> _Aim of the exercise_
Reproduce the rows below word for word, leaving out the pictures.

----- Data for this task -----

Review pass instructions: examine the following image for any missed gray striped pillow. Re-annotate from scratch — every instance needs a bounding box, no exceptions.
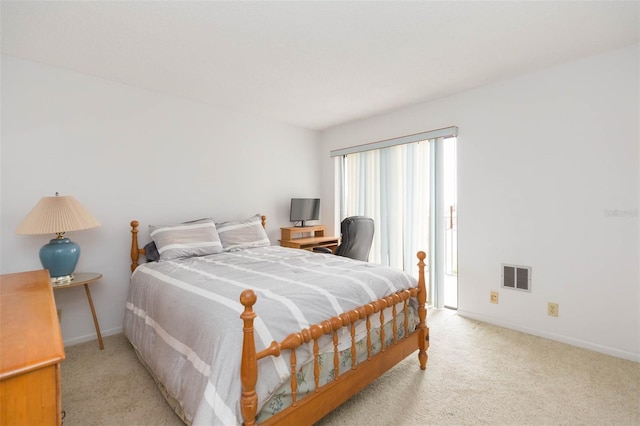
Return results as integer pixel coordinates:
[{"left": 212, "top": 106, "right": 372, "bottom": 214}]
[
  {"left": 216, "top": 214, "right": 271, "bottom": 251},
  {"left": 149, "top": 219, "right": 222, "bottom": 261}
]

-----

> _Task output_
Review pass instructions: examine the following image for any missed gray striped pillow. Re-annotate from scratch — every instance needs a bounding box, no exceptions.
Return results as integer pixel coordinates:
[{"left": 212, "top": 106, "right": 372, "bottom": 214}]
[
  {"left": 216, "top": 214, "right": 271, "bottom": 251},
  {"left": 149, "top": 219, "right": 222, "bottom": 261}
]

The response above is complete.